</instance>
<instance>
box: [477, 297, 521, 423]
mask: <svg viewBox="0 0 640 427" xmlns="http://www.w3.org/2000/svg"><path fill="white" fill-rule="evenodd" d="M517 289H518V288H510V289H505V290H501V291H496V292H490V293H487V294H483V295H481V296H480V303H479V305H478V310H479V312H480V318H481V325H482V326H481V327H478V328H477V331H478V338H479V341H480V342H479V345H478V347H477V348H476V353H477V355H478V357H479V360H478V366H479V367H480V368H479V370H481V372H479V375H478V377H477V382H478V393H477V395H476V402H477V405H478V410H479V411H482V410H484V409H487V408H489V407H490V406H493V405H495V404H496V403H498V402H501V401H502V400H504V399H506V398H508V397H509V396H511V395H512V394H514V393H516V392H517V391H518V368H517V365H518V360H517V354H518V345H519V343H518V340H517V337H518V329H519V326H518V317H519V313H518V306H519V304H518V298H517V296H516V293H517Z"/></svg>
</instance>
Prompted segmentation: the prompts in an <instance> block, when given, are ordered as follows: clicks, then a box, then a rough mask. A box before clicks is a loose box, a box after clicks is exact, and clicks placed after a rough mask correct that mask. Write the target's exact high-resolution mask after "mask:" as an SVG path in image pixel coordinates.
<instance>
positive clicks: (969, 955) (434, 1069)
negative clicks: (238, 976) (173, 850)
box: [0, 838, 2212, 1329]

**WORK ITEM:**
Please edit the data above so that each occurrence of "clicks" becomes "points", and leave everything else unchanged.

**OUTPUT OF THE TASK:**
</instance>
<instance>
box: [477, 297, 521, 423]
mask: <svg viewBox="0 0 640 427" xmlns="http://www.w3.org/2000/svg"><path fill="white" fill-rule="evenodd" d="M517 289H518V288H510V289H505V290H501V291H496V292H490V293H487V294H483V295H481V296H480V303H479V305H478V310H479V312H480V318H481V325H482V326H481V327H478V328H477V331H478V338H479V341H480V342H479V345H478V347H477V348H476V353H477V355H478V357H479V360H478V366H479V367H480V368H479V370H481V372H479V375H478V377H477V382H478V393H477V395H476V402H477V405H478V410H479V411H482V410H484V409H487V408H489V407H490V406H493V405H495V404H496V403H498V402H501V401H502V400H504V399H506V398H508V397H509V396H511V395H512V394H514V393H516V392H517V391H518V368H517V365H518V360H517V354H518V345H519V343H518V340H517V337H518V329H519V326H518V317H519V313H518V306H519V304H518V298H517V296H516V293H517Z"/></svg>
</instance>
Prompted segmentation: the prompts in an <instance> block, when given, are ordered as follows: points, then a box, then a rough mask. A box before points is a loose box, a box after points is exact, and points placed after a rough mask correct that mask. Write the target's exact high-resolution mask after "mask:" as an SVG path in image pixel coordinates.
<instance>
positive points: (969, 955) (434, 1069)
negative points: (238, 976) (173, 850)
box: [0, 838, 2212, 1329]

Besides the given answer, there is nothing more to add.